Provided material
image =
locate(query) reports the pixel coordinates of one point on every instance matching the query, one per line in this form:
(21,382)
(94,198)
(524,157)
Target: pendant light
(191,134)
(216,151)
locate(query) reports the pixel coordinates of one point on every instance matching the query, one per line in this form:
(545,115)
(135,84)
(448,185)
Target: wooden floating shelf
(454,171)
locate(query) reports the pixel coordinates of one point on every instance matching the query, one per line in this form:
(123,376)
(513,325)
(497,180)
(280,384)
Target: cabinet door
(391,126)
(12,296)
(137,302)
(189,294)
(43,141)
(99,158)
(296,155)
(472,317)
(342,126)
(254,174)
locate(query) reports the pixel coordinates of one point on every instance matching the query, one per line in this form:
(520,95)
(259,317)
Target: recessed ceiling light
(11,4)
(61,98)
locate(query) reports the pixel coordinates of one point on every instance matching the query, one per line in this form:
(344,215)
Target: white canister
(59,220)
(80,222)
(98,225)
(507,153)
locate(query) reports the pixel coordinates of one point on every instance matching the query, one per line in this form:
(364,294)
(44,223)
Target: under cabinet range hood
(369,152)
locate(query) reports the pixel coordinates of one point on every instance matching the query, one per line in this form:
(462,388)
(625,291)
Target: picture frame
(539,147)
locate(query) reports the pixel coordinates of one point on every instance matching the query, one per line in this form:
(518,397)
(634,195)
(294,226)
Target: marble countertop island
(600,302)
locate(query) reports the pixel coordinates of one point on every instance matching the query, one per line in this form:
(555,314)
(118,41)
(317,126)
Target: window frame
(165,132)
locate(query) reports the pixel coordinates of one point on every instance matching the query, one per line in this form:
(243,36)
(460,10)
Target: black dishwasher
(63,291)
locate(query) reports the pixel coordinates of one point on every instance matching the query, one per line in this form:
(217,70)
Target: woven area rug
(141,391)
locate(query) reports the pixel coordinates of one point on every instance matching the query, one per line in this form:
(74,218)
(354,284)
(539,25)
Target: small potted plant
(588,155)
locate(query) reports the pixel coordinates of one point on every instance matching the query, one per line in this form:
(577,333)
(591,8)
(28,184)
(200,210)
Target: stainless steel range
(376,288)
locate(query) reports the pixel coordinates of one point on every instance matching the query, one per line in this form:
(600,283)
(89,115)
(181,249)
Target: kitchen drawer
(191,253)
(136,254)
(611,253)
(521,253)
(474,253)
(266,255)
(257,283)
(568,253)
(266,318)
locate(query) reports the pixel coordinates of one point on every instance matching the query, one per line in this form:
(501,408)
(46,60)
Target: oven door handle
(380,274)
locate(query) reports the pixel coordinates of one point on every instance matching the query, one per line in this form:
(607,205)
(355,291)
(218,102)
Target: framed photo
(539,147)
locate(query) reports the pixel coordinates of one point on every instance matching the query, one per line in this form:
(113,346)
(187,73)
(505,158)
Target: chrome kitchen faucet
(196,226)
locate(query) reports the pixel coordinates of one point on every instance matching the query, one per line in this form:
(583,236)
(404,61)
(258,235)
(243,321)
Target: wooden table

About this exercise
Repeat all the entries word for word.

Final answer
image =
locate(query) reports the pixel coordinates of one point on every instance matching the query, one per line in this form:
(21,382)
(94,198)
(524,157)
Target: pendant light
(191,134)
(216,151)
locate(query) reports the pixel coordinates of one point on every instance matching the query, one per line in this form:
(545,115)
(135,84)
(448,185)
Target: wooden floating shelf
(454,171)
locate(query) reports the pixel coordinates of one point on every instance matching the query, one per line in this form:
(123,376)
(513,325)
(497,180)
(280,384)
Target: cabinet door
(391,126)
(12,296)
(137,302)
(189,294)
(43,141)
(99,158)
(296,155)
(472,317)
(342,126)
(254,174)
locate(query) reports the pixel coordinates of one point on every instance matching the query, one per line in this form:
(520,95)
(259,317)
Target: recessed ceiling light
(11,4)
(61,98)
locate(query) reports the pixel coordinates of one point on every instance matching the query, one per line in this form:
(344,215)
Target: white canister
(59,220)
(80,222)
(98,225)
(507,153)
locate(query) reports the pixel coordinates of one point on every instance matching the query, one per line in this form:
(364,294)
(44,223)
Target: under cabinet range hood
(369,152)
locate(query) reports the pixel coordinates of one point on every instance matching the query, one per line in this form:
(462,388)
(625,291)
Target: picture frame
(539,147)
locate(query) reports the pixel coordinates of one point on every instance matching the query, one per line in this form:
(518,397)
(634,195)
(294,226)
Target: marble countertop island
(600,302)
locate(query) reports the pixel coordinates of one point on every instance matching the query, one per line in this form:
(555,314)
(118,41)
(317,126)
Target: window frame
(165,132)
locate(query) reports the pixel coordinates of one point on every instance matching the query, one per line in this form:
(243,36)
(460,10)
Target: black dishwasher
(63,291)
locate(query) reports the pixel coordinates of one point on every instance matching the query, one per line in this form:
(217,70)
Target: woven area rug
(141,391)
locate(query) reports the pixel coordinates of one point on every instance matching the query, one per line in this form:
(74,218)
(354,284)
(539,25)
Target: small potted plant
(588,155)
locate(query) reports the pixel coordinates of one point on every instance matching the query, one per line in this form:
(577,333)
(591,8)
(28,184)
(200,210)
Target: stainless steel range
(376,288)
locate(query) reports the pixel coordinates of one point on every instance matching the query, one per line in this form:
(600,283)
(89,115)
(181,249)
Target: kitchen drawer
(191,253)
(136,254)
(611,253)
(521,253)
(474,253)
(266,255)
(257,283)
(568,253)
(266,318)
locate(query) reports the pixel coordinates of one point on every instance matching the query, one per line in this form:
(501,408)
(46,60)
Target: oven door handle
(380,274)
locate(query) reports the pixel coordinates of one point on every instance matching the query, one per line in this form:
(607,205)
(355,291)
(218,102)
Target: framed photo
(539,147)
locate(query) reports the pixel coordinates of one point on every instance matching the query, one per line in this form:
(113,346)
(187,73)
(505,158)
Target: chrome kitchen faucet
(196,226)
locate(query) reports the pixel coordinates of one point on every instance matching the query, one per line in this form:
(583,236)
(404,61)
(258,235)
(243,321)
Target: wooden table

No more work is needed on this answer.